Information given:

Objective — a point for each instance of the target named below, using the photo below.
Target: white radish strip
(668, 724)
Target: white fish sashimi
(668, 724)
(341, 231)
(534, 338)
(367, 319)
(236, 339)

Task to complete:
Lay out the lines of all the entries above as a numbered list, leaving out any blank lines.

Output of the task:
1. Objective — a point for each instance of the target named below, using the photo below.
2. Target: white radish strip
3. (668, 724)
4. Target: white fish sashimi
5. (668, 724)
6. (341, 231)
7. (534, 338)
8. (367, 319)
9. (236, 339)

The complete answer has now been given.